- **What to work on**:
A: In the post below about learning Japanese in Tokyo, shorten the paragraph that begins "A huge advantage of taking group lessons" into a bulleted list that keeps its main facts.
B: According to the post below about learning Japanese in Tokyo, during what hours does the writer go to the language school each weekday?
C: List every teacher named in the post below about learning Japanese in Tokyo.

- **Passage for review**:

So, I hear you all ask, just how have I been spending my WAG days since I’ve been here? I haven’t been getting my hair and nails done all day every day for the last seven weeks have I? You’re right, I have not (although believe me, there are more than enough hair, nail, massage, makeup and general beauty salons in Tokyo to keep anyone busy for months, should he or she so desire). A few weeks ago I enrolled at a Japanese language school and thereto have I been going every weekday from 9.30am ‘til 1.30pm. I’ve signed up for a term’s lessons so until 21 December, public holidays aside, if you want to find me on a weekday morning, I am on the 5th floor of the Academy of Language Arts, just up the road from Iidabashi Station.

I study at Iidabashi.

I’m in a class of 12 and we’re a mixed bunch indeed. We hail from the following countries: England, 1 person; Republic of Ireland, 1 person; Norway, 1 person; Pakistan, 1 person; America, 2 people; China, 3 people; the Philippines, 3 people. Question: How on earth do you go about teaching a group of people that does not share the same native language, or even the same writing system, another, entirely different, highly grammatically elaborate, syllabic plus ideographic writing system-based language? Answer: Start speaking it at them. And yes, for the first couple of hours we were definitely being spoken at; there was very little sense of being able to reply as we all floundered, panic-stricken, in a sea of unfamiliar sounds and symbols.

A couple of weeks in and it’s all becoming a little more familiar. We grapple with grammar and vie with vocabulary on a daily basis but our teachers are patient and remain optimistic about our achievements. We are taught by Sakuma-sensei, Fujii-sensei, Hatakeyama-sensei and Nikimashi-sensei. They’ve all got a good sense of humour, which strikes me as a fundamental requirement for teaching such a motley crew.  Lessons mainly take place in Japanese but the odd English word is thrown in for clarity. I feel incredibly privileged that when this explanation happens it does so in my native language, and have utmost respect for those of my classmates for whom English is not the first language. I can’t imagine being taught Japanese from a basis of French, for example.

Japanese language study is very difficult but interesting and fun.
I like it!

A huge advantage of taking group lessons is that we all pick up things at different speeds; what is easy for one person will be hard for another, and vice versa the next day. We constantly help each other out with explanations and clarifications. The level of trust in the room has rocketed and we’re at a stage now where nobody feels intimidated, or afraid to make a mistake, or ashamed to say they don’t understand. It’s an incredibly supportive learning environment and I am learning valuable lessons that I will be able to use when I get back to the UK and (hopefully) continue working in arts education.

- **Information**:
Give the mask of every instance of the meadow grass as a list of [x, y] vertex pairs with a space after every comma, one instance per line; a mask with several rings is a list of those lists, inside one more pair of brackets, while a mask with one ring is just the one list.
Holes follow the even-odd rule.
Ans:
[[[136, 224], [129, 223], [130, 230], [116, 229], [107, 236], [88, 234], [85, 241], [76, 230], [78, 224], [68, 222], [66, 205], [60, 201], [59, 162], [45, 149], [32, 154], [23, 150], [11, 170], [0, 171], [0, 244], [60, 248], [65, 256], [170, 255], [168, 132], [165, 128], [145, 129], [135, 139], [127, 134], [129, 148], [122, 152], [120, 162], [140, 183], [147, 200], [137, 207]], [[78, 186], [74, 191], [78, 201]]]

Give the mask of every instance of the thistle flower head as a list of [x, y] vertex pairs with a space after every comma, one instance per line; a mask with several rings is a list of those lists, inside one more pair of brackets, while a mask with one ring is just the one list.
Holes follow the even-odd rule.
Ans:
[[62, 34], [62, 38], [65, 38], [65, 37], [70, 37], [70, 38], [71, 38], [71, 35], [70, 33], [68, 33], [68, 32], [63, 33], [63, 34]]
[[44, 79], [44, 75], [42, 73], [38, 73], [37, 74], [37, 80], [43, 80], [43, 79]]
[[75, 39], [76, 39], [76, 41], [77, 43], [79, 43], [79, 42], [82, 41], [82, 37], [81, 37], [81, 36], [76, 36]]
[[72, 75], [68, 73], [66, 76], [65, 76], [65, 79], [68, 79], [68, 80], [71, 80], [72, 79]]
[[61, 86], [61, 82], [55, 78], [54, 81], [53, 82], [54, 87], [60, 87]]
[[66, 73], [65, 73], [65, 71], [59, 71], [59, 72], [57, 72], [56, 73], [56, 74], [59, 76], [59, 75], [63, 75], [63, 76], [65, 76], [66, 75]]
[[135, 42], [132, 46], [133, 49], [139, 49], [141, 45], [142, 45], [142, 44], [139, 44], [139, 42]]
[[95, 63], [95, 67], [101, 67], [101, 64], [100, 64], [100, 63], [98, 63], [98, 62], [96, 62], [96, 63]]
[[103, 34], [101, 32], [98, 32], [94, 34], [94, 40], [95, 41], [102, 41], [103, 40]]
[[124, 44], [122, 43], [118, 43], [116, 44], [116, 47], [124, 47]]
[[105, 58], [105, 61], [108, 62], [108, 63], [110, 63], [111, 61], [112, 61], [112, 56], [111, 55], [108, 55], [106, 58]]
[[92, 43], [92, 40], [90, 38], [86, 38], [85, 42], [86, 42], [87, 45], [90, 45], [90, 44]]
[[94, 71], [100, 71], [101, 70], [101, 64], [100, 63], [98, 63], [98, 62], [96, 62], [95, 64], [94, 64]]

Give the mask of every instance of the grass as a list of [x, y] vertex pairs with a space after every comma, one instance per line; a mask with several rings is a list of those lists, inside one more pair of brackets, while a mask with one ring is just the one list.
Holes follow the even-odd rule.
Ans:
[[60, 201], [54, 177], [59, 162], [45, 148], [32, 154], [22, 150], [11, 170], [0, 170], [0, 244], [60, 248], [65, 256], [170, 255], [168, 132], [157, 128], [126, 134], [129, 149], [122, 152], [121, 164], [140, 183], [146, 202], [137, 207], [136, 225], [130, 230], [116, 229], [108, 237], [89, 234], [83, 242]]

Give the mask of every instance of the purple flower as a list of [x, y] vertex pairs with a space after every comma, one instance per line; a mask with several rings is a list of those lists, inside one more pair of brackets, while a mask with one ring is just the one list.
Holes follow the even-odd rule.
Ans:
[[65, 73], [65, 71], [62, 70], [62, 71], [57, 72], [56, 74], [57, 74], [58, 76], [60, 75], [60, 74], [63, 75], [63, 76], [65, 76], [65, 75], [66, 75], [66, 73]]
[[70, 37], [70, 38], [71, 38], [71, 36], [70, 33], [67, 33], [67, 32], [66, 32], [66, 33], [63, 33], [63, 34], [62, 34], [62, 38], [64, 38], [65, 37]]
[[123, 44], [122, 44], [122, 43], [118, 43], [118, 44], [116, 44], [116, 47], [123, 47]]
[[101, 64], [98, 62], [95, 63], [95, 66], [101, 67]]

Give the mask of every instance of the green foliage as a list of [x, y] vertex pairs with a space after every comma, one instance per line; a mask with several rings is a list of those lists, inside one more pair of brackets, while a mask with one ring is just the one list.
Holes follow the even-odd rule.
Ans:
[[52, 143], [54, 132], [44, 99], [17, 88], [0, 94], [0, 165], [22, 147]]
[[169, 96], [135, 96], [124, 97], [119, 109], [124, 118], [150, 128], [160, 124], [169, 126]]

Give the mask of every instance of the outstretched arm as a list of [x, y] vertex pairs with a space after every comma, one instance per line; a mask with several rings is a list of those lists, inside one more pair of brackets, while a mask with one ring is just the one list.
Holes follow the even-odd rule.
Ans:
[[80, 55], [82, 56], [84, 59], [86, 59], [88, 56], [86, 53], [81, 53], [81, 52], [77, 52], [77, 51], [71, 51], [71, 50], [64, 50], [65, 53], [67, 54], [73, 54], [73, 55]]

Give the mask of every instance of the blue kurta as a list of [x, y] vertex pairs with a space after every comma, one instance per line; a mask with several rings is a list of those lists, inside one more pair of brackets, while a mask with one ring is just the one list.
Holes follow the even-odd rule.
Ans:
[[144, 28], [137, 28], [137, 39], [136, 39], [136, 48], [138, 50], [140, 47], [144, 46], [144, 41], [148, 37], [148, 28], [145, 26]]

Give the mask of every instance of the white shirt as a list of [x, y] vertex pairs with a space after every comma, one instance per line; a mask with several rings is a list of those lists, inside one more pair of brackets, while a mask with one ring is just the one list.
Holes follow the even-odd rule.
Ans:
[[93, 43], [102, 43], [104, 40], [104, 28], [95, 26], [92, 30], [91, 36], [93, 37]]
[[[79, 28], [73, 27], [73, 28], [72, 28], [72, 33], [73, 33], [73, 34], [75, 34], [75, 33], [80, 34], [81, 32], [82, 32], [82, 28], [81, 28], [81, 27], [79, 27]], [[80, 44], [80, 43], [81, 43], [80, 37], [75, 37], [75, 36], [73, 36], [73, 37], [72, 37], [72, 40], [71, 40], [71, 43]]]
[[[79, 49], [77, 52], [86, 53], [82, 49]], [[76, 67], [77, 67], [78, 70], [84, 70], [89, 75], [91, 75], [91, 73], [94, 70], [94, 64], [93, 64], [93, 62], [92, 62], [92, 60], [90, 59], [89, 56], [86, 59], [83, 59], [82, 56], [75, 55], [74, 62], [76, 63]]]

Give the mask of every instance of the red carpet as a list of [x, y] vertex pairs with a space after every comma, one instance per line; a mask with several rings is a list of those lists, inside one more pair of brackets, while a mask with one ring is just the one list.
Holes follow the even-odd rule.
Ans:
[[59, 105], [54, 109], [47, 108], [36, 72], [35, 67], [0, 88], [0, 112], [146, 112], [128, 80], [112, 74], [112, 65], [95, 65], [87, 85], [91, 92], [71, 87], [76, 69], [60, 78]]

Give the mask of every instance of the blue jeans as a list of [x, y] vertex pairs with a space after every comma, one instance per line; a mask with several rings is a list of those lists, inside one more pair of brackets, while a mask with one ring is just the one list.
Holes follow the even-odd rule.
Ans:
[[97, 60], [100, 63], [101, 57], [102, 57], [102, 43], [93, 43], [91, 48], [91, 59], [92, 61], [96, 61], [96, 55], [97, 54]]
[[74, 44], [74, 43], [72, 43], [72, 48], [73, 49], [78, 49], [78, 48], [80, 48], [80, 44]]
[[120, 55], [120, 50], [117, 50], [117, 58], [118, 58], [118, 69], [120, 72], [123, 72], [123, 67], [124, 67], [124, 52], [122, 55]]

- **Problem solutions**:
A:
- Group lessons help because people learn things at different speeds, so what is easy for one person is hard for another, and that changes from day to day.
- Classmates regularly help each other with explanations and clarifications.
- Trust in the room has grown a lot. Nobody feels intimidated, afraid to make a mistake, or ashamed to admit they don't understand.
- It is a very supportive place to learn, and the writer is picking up lessons to use back in the UK, ideally while continuing to work in arts education.

B: From 9.30am until 1.30pm.

C:
- Sakuma-sensei
- Fujii-sensei
- Hatakeyama-sensei
- Nikimashi-sensei